Work instructions: Edit the rows below by replacing "even-odd rule" with "nonzero winding rule" everywhere it occurs, changing nothing else and omitting the pictures.

· · · · ·

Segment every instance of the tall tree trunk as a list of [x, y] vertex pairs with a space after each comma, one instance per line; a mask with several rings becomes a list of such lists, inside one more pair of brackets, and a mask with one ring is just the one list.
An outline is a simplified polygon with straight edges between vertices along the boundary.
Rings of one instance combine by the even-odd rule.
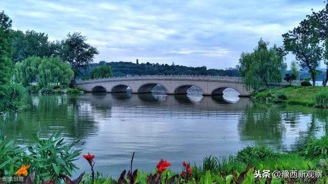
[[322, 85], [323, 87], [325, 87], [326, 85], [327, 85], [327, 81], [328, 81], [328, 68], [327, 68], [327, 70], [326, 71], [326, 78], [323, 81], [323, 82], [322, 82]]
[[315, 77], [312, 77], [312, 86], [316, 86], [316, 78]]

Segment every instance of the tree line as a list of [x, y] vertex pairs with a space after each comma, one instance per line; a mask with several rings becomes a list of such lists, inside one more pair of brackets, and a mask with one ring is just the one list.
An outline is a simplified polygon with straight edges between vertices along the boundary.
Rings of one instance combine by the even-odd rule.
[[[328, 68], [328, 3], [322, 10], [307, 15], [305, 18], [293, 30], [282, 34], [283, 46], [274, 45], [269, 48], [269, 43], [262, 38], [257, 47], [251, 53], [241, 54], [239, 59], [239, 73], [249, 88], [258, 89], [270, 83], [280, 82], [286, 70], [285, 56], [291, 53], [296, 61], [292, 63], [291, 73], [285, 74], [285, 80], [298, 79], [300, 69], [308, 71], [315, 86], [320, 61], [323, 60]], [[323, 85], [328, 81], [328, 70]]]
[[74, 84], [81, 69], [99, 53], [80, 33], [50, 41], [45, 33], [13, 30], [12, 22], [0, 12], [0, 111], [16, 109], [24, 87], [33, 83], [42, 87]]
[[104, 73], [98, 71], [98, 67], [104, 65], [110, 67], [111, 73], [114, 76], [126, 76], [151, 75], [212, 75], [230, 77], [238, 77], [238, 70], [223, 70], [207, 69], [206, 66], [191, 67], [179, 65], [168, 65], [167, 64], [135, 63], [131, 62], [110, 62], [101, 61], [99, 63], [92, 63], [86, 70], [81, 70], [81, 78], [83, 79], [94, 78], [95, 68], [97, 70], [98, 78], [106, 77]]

· · · · ·

Result for this exercise:
Segment every instance of the tall tree trunk as a list of [x, y] vertex pairs with a space after each comma, one instance per line; a mask with several rings becomes a list of such lists, inside one more pair of brackets, and a mask with one ring is just the one list.
An outline is a simplified polygon with straight edges between vertices along the boundary.
Rings of one instance combine by the nonzero winding rule.
[[322, 85], [323, 87], [325, 87], [326, 85], [327, 85], [327, 81], [328, 81], [328, 68], [327, 68], [327, 70], [326, 71], [326, 78], [323, 81], [323, 82], [322, 82]]
[[315, 77], [312, 77], [312, 86], [316, 86], [316, 78]]

Segment every instance of the tree line as a list of [x, y] vertex pairs with a space after each comma, one instance per line; a mask with several rings becomes a list of such lists, inside one more pair of brackets, and a mask with one ring is just the one list.
An outline is a simplified polygon with straight edges between vertices along the boundary.
Rings of one instance combine by the nonzero winding rule.
[[[328, 68], [328, 3], [322, 10], [307, 15], [305, 18], [293, 30], [282, 34], [283, 46], [274, 45], [269, 48], [269, 43], [262, 38], [257, 47], [251, 53], [241, 54], [239, 59], [239, 73], [249, 88], [258, 89], [270, 83], [280, 82], [286, 70], [285, 56], [291, 53], [296, 61], [292, 63], [291, 73], [285, 74], [285, 80], [298, 79], [300, 69], [308, 71], [315, 86], [320, 61], [323, 60]], [[323, 85], [328, 81], [328, 70]]]
[[74, 84], [81, 69], [99, 53], [80, 33], [50, 41], [45, 33], [13, 30], [12, 22], [0, 12], [0, 111], [16, 109], [24, 87], [33, 83], [42, 87]]
[[104, 73], [98, 71], [98, 67], [104, 65], [110, 67], [111, 73], [114, 76], [126, 76], [151, 75], [212, 75], [230, 77], [238, 77], [238, 70], [223, 70], [207, 69], [206, 66], [191, 67], [179, 65], [168, 65], [167, 64], [135, 63], [131, 62], [110, 62], [101, 61], [99, 63], [92, 63], [86, 70], [81, 70], [81, 78], [83, 79], [94, 78], [95, 68], [97, 70], [98, 78], [106, 77]]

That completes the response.